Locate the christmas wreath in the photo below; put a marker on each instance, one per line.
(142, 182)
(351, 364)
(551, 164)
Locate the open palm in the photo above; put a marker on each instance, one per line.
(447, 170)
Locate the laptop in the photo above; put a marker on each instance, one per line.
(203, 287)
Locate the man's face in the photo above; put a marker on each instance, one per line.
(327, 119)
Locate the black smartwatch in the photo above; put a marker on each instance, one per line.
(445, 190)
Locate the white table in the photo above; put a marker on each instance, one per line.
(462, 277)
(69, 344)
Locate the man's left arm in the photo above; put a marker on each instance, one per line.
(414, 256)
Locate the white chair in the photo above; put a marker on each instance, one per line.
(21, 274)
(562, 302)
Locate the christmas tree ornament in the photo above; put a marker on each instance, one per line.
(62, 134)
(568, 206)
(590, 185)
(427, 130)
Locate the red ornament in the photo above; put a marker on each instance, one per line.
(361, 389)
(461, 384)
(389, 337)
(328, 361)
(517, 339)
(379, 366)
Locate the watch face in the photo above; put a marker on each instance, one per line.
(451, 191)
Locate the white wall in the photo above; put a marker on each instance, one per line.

**REQUIREMENTS**. Present every one of the lines above as a numbered list, leaving out any blank lines.

**TASK RESULT**.
1. Locate the christmas wreath in the photo below; put a marker on each instance, one per line.
2. (142, 182)
3. (351, 364)
4. (551, 164)
5. Locate the open palm in the photo above; put a marker on each instance, one per line.
6. (447, 170)
7. Locate the laptop in the photo above; put a marker on each instance, one per line.
8. (203, 287)
9. Locate the man's face in the photo above; put a marker on each instance, one per line.
10. (327, 119)
11. Locate the black smartwatch in the photo above; put a marker on each instance, one per line.
12. (445, 190)
13. Locate the white table in the photo above; put a marker on each instance, one per line.
14. (462, 277)
15. (69, 344)
16. Locate the man's left arm in the photo above; put a marker on each instance, one per line.
17. (414, 256)
18. Locate the white chair in the photo above; put a marker on each instance, one per line.
19. (21, 274)
20. (562, 302)
21. Locate the christmas tree ornament in the photo above; put a marker on each instance, one per line.
22. (62, 134)
23. (568, 206)
24. (590, 185)
25. (427, 130)
26. Locate the red ornament in the photo above; put a marker on each instance, one per line.
27. (361, 389)
28. (461, 384)
29. (389, 337)
30. (328, 361)
31. (517, 339)
32. (379, 366)
33. Locate the watch face in the photo above; put a marker on each instance, one per line.
34. (451, 191)
35. Locate the white wall in the photo above; put a marker on each instance, one per line.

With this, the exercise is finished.